**Problem to solve:**
Can you transcribe every line exactly and leave the pictures behind?

-- Begin --

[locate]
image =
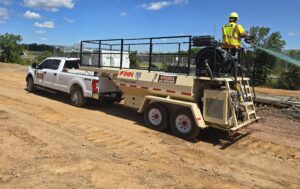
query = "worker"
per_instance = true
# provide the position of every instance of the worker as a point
(232, 34)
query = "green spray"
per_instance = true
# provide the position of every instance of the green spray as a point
(280, 55)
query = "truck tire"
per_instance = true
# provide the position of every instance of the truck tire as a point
(183, 124)
(77, 98)
(30, 86)
(156, 116)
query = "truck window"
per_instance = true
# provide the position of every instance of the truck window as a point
(51, 64)
(72, 64)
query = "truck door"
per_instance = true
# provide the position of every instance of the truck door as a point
(47, 73)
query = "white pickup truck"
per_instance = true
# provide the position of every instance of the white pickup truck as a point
(62, 74)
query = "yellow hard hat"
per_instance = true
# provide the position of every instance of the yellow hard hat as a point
(234, 15)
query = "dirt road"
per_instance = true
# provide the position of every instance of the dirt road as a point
(47, 143)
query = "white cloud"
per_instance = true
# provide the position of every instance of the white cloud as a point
(32, 15)
(154, 6)
(124, 14)
(49, 24)
(294, 33)
(40, 31)
(69, 20)
(43, 39)
(4, 16)
(6, 2)
(49, 5)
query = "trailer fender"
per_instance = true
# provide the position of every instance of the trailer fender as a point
(191, 105)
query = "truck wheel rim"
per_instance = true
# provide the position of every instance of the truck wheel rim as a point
(155, 117)
(183, 123)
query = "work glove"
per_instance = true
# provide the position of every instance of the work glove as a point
(248, 39)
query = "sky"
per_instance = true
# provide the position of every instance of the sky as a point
(66, 22)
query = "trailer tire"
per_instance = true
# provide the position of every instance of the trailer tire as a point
(156, 116)
(30, 86)
(183, 124)
(76, 97)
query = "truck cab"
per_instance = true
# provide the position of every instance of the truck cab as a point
(62, 74)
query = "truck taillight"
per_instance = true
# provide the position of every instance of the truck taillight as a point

-- End --

**Solution:**
[locate]
image =
query = "worker"
per_instance = true
# provide the position of every instance of the worker as a point
(232, 34)
query = "green spray"
per_instance = true
# provide the position of every instance of the green spray as a point
(280, 55)
query = "truck tire"
per_instance = true
# provide the position of every instance of the truck tire as a point
(183, 124)
(77, 98)
(30, 86)
(156, 116)
query = "truck window"
per_instance = true
# provide the position of every instance of the truck window as a point
(51, 64)
(72, 64)
query = "truck door"
per_instance = true
# provide the position of every instance of the truck door as a point
(47, 73)
query = "white pickup truck"
per_instance = true
# provide the position of every instance of the white pickup truck as a point
(62, 74)
query = "yellow hard hat"
per_instance = true
# provide the position of every instance of the yellow hard hat as a point
(234, 15)
query = "dirt road"
per_instance = true
# provide the position of every instance of the dirt road as a point
(47, 143)
query = "white cloud"
per_instance = true
# provide the position of every instance of the white cloud as a point
(32, 15)
(154, 6)
(124, 14)
(49, 24)
(294, 33)
(40, 31)
(69, 20)
(43, 39)
(4, 16)
(6, 2)
(49, 5)
query = "trailer fender"
per_instance = true
# provide the position of every instance of the trailer fender as a point
(191, 105)
query = "truck wheel rim"
per_instance = true
# provide the position of every instance of the truck wheel rim as a point
(155, 117)
(183, 123)
query = "work glove"
per_instance = true
# provide the position of every instance of the work glove as a point
(248, 39)
query = "sky"
per_instance = true
# provide the position of every instance of the sky as a point
(66, 22)
query = "trailer tire"
per_instance = true
# provide the position of every instance of the trailer tire as a point
(156, 116)
(30, 86)
(183, 124)
(76, 97)
query = "truck cab"
per_instance = true
# provide the position of every instance of the truck cab as a point
(62, 74)
query = "truck taillight"
per_instance = true
# provide the position of every instance of the truck taillight as a point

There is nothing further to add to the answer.